WORK TO COMPLETE
Format the records from the line containing "Spot the stone balustrade, then" through the line containing "(1047, 405)", both included, as a JSON list of strings with one string per line and no blank lines.

RECORDS SHOWN
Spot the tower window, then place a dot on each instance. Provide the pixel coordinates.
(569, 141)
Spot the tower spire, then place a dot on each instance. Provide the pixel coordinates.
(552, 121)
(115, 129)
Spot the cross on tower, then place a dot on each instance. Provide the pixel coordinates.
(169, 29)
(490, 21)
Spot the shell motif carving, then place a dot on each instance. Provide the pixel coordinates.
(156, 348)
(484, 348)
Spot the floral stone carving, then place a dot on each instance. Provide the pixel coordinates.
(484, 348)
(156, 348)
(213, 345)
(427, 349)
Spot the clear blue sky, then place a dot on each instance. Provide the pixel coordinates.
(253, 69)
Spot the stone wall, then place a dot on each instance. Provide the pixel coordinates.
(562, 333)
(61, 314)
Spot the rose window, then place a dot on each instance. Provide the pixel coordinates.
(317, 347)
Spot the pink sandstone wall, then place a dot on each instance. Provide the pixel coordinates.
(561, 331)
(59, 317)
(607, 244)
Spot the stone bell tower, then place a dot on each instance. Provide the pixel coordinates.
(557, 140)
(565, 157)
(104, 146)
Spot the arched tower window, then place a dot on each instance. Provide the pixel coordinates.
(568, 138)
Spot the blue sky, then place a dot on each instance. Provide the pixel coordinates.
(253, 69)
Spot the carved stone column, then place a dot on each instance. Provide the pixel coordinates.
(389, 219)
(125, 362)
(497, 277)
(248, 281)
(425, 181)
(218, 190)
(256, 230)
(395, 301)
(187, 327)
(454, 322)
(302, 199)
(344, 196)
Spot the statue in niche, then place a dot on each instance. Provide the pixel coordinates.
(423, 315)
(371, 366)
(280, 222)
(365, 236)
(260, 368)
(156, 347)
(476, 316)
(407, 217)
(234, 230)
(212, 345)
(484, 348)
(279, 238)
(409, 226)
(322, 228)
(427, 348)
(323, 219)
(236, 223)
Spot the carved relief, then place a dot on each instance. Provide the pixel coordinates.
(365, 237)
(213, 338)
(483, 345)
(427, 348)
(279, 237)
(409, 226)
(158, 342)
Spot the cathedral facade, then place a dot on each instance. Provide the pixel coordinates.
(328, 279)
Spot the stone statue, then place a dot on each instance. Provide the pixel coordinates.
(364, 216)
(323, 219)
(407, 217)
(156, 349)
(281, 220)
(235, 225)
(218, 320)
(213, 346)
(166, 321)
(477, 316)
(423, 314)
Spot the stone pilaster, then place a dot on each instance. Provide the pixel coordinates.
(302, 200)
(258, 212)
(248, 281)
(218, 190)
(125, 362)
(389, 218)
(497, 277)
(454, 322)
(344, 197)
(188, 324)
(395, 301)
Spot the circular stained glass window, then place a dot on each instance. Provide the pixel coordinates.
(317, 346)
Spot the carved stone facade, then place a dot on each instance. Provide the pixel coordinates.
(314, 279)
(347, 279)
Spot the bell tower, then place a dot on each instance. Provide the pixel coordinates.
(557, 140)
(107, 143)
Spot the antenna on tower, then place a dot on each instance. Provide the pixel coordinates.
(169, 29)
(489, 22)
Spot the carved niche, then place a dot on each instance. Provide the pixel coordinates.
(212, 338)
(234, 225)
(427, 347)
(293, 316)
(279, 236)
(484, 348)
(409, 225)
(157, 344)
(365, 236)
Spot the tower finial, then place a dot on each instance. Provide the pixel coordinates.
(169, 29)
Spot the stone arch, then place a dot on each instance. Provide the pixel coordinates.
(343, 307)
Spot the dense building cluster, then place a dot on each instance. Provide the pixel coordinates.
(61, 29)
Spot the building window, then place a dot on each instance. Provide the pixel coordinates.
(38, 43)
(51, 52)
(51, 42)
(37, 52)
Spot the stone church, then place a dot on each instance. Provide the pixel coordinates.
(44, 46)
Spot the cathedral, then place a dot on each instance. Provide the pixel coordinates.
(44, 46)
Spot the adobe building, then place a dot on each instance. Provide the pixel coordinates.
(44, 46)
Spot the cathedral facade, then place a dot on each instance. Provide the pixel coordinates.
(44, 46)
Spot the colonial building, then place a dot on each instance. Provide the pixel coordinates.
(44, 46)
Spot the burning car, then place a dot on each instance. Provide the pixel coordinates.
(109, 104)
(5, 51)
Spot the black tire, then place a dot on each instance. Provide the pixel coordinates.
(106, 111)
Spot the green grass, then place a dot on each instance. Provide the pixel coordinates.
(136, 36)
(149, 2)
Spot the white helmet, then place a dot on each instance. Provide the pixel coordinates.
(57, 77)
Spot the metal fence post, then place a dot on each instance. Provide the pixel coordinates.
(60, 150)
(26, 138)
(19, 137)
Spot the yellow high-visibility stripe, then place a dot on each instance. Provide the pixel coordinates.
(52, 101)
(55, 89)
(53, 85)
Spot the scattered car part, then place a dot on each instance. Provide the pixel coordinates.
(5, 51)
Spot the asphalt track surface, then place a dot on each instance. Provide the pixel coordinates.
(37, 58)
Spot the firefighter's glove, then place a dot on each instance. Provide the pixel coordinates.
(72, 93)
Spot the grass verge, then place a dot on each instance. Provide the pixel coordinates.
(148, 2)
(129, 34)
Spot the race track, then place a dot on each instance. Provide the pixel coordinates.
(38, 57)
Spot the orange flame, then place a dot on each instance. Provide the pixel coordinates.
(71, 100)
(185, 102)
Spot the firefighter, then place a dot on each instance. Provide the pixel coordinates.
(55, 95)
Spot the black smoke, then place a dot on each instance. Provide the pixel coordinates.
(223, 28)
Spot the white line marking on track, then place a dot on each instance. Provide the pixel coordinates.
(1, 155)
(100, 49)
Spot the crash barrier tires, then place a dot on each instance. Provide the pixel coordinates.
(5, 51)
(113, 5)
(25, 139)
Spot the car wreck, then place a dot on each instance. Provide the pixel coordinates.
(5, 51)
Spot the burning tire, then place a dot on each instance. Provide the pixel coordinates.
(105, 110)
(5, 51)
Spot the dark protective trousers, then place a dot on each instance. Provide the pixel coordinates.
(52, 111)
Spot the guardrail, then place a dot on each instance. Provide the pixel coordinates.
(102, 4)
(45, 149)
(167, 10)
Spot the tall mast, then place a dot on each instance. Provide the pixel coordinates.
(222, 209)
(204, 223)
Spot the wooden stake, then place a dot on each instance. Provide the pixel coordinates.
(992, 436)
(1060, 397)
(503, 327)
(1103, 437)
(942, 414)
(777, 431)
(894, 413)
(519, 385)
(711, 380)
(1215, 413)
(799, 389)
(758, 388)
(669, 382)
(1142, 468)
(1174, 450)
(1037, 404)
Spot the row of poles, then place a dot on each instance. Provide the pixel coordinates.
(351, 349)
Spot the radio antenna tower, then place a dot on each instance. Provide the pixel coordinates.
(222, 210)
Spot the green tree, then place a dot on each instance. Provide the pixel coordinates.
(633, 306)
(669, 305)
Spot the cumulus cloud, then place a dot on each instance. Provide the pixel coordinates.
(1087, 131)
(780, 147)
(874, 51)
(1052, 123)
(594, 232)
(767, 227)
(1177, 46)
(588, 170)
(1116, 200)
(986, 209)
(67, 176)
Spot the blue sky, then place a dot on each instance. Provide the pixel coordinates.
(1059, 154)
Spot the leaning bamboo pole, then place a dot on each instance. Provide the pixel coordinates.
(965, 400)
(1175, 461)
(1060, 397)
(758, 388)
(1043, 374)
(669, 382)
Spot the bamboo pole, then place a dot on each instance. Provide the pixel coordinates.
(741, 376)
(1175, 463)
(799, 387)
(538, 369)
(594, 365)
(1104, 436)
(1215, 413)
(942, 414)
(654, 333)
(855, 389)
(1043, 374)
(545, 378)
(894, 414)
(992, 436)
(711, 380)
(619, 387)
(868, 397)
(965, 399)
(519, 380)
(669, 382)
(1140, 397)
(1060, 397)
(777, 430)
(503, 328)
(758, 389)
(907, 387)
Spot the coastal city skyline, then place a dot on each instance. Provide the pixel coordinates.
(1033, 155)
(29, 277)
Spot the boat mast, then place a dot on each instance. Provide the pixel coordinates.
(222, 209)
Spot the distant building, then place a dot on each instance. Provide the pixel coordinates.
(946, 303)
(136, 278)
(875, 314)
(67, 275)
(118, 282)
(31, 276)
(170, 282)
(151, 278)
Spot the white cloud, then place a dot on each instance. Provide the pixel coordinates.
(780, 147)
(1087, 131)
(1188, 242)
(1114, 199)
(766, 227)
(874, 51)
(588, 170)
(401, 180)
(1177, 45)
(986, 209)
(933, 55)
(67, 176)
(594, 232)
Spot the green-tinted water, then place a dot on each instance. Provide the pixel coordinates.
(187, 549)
...
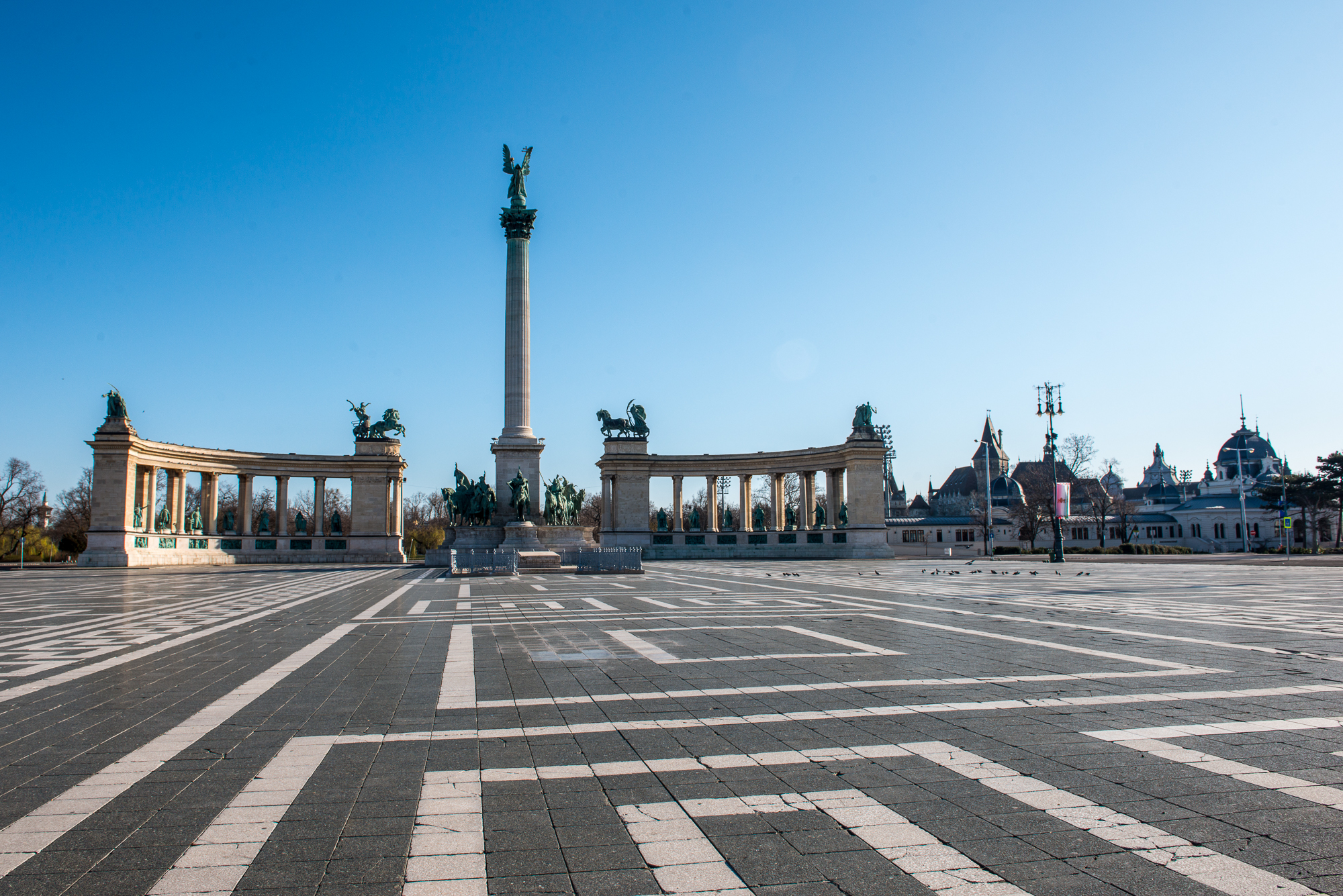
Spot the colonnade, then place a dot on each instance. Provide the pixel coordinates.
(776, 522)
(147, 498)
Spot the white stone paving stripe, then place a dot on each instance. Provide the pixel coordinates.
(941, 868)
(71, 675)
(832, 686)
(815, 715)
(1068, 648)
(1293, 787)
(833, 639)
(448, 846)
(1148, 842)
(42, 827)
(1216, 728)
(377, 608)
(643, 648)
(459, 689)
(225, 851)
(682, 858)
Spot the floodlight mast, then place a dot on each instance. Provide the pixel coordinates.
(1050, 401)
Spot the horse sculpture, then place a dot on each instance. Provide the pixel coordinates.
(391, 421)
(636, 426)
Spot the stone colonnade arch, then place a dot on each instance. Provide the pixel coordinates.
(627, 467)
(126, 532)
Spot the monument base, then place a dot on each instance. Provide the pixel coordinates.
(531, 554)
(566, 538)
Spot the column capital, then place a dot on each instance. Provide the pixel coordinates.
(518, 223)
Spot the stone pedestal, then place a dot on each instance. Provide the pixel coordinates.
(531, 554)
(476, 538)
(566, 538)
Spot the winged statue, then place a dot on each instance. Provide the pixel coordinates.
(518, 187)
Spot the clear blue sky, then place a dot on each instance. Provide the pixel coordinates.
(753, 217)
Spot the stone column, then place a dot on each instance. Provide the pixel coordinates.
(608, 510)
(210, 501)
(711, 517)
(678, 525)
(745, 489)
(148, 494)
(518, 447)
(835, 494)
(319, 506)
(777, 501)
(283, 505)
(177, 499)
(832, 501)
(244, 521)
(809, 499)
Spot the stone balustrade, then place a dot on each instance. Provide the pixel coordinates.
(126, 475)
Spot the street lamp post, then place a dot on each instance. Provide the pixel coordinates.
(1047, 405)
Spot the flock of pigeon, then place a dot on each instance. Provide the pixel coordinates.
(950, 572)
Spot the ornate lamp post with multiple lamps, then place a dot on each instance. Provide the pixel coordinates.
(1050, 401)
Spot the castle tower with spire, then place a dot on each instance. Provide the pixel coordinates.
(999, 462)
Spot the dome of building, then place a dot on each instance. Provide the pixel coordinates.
...
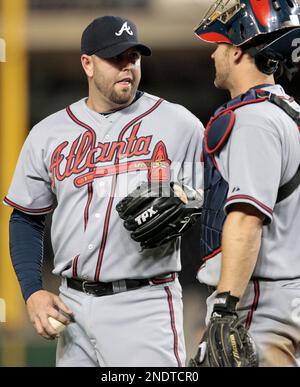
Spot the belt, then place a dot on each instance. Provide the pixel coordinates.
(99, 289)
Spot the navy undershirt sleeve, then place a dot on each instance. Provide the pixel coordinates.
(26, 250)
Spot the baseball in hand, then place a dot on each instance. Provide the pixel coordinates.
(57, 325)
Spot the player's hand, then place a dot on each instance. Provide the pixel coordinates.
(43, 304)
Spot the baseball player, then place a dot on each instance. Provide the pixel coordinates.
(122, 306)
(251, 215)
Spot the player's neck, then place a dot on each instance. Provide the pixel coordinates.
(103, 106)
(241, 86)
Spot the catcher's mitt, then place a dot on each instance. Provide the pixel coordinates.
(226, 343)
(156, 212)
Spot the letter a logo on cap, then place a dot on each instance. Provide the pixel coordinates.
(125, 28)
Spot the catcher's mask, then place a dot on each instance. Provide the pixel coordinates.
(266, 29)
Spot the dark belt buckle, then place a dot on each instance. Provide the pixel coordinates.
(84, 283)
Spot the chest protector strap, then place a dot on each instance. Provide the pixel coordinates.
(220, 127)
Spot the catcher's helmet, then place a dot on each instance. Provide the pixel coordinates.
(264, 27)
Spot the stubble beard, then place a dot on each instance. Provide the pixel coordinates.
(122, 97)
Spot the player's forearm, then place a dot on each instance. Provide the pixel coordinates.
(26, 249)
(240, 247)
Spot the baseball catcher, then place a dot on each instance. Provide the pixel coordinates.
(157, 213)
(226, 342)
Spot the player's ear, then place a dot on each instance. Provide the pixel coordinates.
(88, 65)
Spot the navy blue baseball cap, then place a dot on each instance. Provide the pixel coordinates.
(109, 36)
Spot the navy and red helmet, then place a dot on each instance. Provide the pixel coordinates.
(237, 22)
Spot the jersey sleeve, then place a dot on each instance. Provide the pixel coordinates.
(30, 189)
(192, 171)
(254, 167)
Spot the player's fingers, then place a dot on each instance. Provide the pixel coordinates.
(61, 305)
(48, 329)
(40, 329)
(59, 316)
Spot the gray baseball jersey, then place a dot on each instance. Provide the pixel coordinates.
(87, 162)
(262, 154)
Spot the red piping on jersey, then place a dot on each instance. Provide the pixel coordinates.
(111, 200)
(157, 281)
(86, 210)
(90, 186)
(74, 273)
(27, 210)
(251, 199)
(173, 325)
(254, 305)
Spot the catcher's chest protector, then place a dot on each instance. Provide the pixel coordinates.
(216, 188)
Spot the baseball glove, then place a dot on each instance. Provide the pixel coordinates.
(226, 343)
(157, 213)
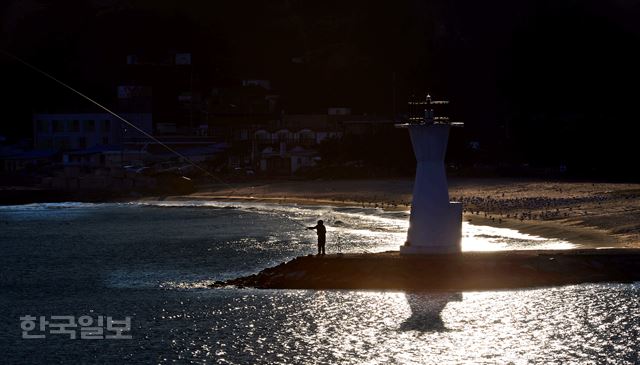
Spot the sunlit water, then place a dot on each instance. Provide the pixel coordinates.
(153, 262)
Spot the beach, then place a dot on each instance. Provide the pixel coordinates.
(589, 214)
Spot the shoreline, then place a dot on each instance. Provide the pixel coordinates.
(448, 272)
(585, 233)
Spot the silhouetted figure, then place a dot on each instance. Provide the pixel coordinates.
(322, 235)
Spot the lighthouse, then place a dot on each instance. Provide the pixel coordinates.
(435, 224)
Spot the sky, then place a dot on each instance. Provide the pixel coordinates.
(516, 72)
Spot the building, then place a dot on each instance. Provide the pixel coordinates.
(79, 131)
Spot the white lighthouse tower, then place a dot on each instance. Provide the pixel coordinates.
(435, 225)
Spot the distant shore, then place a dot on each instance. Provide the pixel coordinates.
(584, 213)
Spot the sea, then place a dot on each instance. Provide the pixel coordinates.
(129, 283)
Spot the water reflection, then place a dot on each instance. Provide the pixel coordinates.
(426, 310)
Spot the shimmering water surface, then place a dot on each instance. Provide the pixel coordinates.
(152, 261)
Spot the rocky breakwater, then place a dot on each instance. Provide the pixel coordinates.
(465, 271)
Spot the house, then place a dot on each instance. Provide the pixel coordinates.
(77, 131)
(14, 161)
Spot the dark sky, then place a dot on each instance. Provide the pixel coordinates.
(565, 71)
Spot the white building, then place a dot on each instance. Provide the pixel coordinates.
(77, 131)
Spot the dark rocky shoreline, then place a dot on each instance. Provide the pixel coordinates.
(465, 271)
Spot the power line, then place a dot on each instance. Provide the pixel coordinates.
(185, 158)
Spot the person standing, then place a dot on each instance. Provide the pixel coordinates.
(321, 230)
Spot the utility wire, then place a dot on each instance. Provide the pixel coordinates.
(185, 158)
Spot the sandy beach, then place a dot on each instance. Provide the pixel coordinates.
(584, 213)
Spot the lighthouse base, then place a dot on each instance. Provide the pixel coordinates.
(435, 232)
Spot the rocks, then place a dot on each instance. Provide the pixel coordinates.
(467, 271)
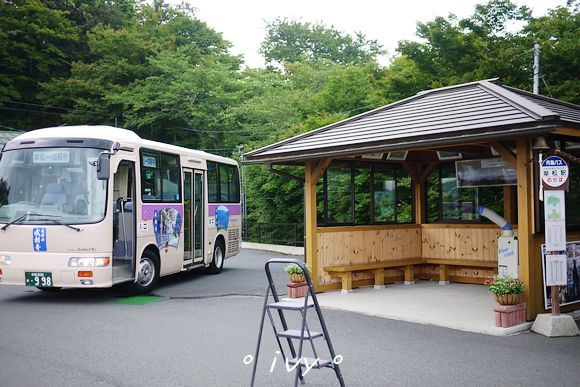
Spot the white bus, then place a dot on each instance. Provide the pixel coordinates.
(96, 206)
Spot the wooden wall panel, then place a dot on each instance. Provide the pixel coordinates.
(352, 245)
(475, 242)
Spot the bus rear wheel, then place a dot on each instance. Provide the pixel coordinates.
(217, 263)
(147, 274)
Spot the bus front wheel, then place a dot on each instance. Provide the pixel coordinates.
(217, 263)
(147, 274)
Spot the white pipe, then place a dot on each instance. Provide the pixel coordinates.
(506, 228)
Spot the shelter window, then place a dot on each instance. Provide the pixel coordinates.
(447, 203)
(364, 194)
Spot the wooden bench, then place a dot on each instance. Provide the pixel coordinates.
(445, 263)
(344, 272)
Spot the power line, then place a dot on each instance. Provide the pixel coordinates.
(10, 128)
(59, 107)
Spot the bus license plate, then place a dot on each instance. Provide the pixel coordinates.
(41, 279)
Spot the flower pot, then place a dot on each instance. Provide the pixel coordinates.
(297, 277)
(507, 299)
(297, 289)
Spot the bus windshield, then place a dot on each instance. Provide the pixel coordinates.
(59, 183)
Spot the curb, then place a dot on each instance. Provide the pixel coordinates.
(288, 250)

WRITTEN RESPONSE
[
  "Spot the stone balustrade, then place a dot on each instance. Provide the pixel coordinates.",
  "(126, 475)",
  "Spot the street lamp post, then place a dot on each instance. Provide the pixel coordinates.",
  "(1047, 405)"
]